Exact reproduction is required for all entries.

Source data
+--
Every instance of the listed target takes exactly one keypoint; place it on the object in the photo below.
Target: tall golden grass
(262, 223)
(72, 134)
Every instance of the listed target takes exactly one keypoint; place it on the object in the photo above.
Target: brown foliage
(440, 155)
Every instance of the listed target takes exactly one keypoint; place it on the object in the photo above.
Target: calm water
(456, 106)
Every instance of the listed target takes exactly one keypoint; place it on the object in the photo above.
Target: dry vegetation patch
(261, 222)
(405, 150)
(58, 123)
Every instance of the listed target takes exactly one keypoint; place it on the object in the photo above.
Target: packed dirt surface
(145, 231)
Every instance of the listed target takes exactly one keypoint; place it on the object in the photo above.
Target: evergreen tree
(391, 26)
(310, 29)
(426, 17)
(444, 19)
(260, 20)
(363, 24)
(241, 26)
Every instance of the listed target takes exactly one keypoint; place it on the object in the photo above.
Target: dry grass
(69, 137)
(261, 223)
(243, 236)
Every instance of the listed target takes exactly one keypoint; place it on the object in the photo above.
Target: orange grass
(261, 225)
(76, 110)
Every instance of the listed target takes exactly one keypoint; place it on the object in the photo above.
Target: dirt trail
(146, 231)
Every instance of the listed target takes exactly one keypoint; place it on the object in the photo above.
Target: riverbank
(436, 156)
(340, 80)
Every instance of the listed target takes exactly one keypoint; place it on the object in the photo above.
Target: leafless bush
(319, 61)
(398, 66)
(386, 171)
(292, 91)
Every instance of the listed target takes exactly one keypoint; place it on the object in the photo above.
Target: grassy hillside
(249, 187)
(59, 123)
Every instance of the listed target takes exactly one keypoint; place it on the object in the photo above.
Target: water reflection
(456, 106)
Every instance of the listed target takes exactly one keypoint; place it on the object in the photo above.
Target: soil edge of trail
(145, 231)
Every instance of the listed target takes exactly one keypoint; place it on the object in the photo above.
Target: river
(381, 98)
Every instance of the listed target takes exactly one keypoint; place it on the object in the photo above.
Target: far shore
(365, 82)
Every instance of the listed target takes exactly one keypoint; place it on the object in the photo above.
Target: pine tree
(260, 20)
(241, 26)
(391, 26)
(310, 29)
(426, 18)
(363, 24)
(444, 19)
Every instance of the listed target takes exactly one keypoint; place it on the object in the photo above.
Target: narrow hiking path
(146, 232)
+--
Task output:
Every instance of the listed target takes exactly one keypoint; place it on the object in the photo below.
Target: tall golden grass
(262, 223)
(72, 134)
Every instance of the listed target takes exactly one keypoint; place it on the object in the photo above.
Target: brown foliage
(440, 155)
Every instance of the listed target takes exactly one keypoint; place it on the object in the photo above.
Target: calm water
(456, 106)
Every instance of the listed target takes exactly one keypoint; place it on the object in the photo above.
Target: dry vegetation patch
(261, 222)
(405, 150)
(58, 123)
Every instance of the listed target takes exactly one keypoint; place it on the object in the photo above.
Target: packed dirt surface
(145, 231)
Every instance of the listed target takes exactly one keypoint; place it on the object in the photo above.
Target: evergreen tree
(391, 26)
(310, 29)
(426, 17)
(444, 19)
(260, 20)
(363, 24)
(241, 26)
Every instance of the listed target takes exactly one keypoint; place it on the object in the photo above.
Target: dry grass
(69, 137)
(261, 223)
(243, 236)
Every instance of the listed target takes exactly one keypoint; place it on the object in the photo above.
Target: orange grass
(261, 225)
(76, 110)
Every instance of the listed target takes exactly one keypoint; place it on the object in the photo above.
Target: dirt trail
(146, 231)
Every instance of the listed target takes exactly one keypoint; place it on the object in the photo above.
Target: riverbank
(436, 156)
(340, 80)
Every instance of the listed target takes exactly one keypoint; place it on the object in the photo above.
Target: leafless bush
(319, 61)
(398, 66)
(386, 171)
(292, 91)
Every instance of the listed target takes exactly one keypoint; place it on the object in the photo above.
Target: grassy hillside
(249, 187)
(59, 123)
Every instance of the listed target takes exactly one keypoint; place it on the object in the photo above.
Target: water reflection
(456, 106)
Every instance of the listed target takes exactly one keypoint; place it on the object in the photo above.
Target: soil edge of trail
(145, 231)
Every instance of the listed target takes exactly one keypoint; place it on the object in the photo above.
Target: river
(381, 98)
Every instance of the listed target takes exactly one keypoint; place it on the object in the photo above.
Target: far shore
(365, 82)
Every instance of the listed target takes exactly one keypoint; place it on the object in the photo above.
Target: pine tree
(260, 20)
(241, 26)
(391, 26)
(310, 29)
(426, 18)
(363, 24)
(444, 19)
Every instance of the listed target takes exactly one keypoint; place it on the object in the photo above.
Target: narrow hiking path
(146, 232)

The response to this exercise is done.